Prompt →
Without any images, write the listing below out word for word.

Records for this exercise →
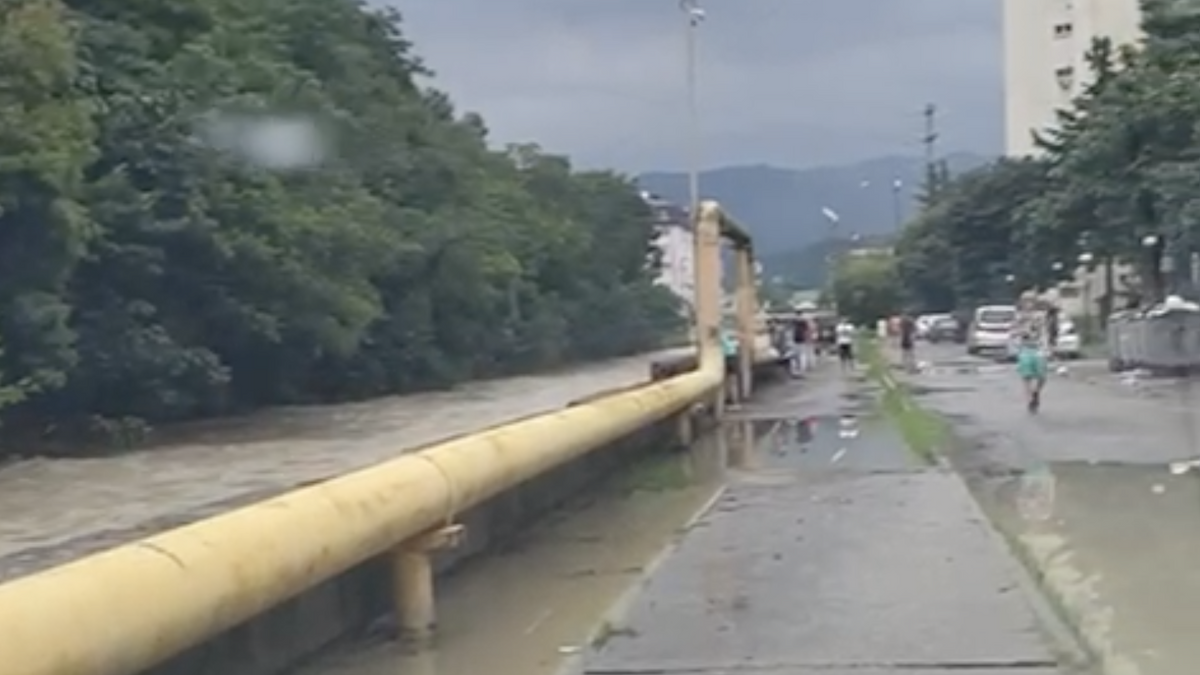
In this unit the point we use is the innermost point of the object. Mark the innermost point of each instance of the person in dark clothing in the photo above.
(804, 335)
(907, 341)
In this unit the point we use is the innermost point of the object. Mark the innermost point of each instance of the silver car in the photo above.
(991, 330)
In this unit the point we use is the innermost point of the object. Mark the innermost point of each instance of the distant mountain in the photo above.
(783, 208)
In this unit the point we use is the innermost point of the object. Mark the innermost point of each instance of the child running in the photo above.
(1031, 366)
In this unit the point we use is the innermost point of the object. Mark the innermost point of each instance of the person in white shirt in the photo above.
(845, 335)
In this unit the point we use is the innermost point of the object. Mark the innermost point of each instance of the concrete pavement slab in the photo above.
(833, 571)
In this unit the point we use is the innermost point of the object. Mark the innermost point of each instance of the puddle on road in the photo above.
(849, 440)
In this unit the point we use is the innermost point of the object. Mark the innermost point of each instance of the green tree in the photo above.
(865, 287)
(168, 254)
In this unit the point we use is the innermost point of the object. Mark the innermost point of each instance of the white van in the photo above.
(991, 329)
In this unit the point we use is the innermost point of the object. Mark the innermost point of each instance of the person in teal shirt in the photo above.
(1031, 366)
(729, 344)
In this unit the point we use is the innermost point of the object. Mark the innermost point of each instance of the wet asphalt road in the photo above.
(833, 551)
(1093, 493)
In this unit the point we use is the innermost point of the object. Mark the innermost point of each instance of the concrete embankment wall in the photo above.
(346, 607)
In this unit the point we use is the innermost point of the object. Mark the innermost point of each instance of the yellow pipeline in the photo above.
(127, 609)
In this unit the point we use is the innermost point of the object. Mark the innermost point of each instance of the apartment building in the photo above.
(1044, 67)
(676, 242)
(1045, 42)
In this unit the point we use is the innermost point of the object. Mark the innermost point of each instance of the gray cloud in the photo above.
(785, 82)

Finished task →
In this unit the point we use is the innermost point of the object. Mark the innermost point of each instance of the person in dark clothing in the photo above.
(804, 335)
(907, 341)
In this unit the point we use is the innermost point of the object. Mark the innermost point of each instance of the silver car in the photo above.
(991, 330)
In this unit the point we use is the innermost point of the object. Mark the innermost point of each instance of the distant mountain in the photo above.
(783, 208)
In this unit the point we use is the innermost point of the object. Mark the innermost point of each instance of the child running in the photo above.
(1031, 366)
In this unit the point we use is the innermost point of the object. Mark the innermost point of each instance of the person in white shirt in the photo above.
(845, 335)
In this unit the point we use is the innermost point of the object. Mark the innermost point of each instance of the concrete pavement slab in the photo above.
(833, 571)
In this unit the point we use is the innermost point of the object. Mark the innermost point of each instance of the puddle on road in the photo above.
(849, 440)
In this unit the point we use is the innermost point of the object. Mark the innermost point of each instance of the green tree in the photo above.
(865, 287)
(168, 254)
In this unit the point we use is the innermost point of the object. Mark the innermost point of each instance of the white van in the photo above.
(991, 329)
In this unit the point we use is the innermost point of the object. Mark the innermost point of each instance of the person in teal shirt in the photo above.
(1031, 366)
(729, 344)
In this unit the point we use is the innermost point of the object. Mark the innermost point of each instance of the wet asphalt road in the photo above.
(833, 551)
(1093, 493)
In this unit the point we use is the innermost point of the object. Mark the innermost point of each instance of the concrete embankment wall in the photo above.
(346, 607)
In this unit the point we use is the innermost point of the object. Mark the innermost point of each instance of the yellow pipeline in the photo above.
(127, 609)
In this unit the point we use is the innermost point of the object. Mark the innermost point of each instance of the apartment building in the photo above.
(1044, 67)
(676, 242)
(1045, 42)
In this unit the point we use is the innermost point of the object. Mark the innermost point of each instance of the gray cloud in the photo above.
(785, 82)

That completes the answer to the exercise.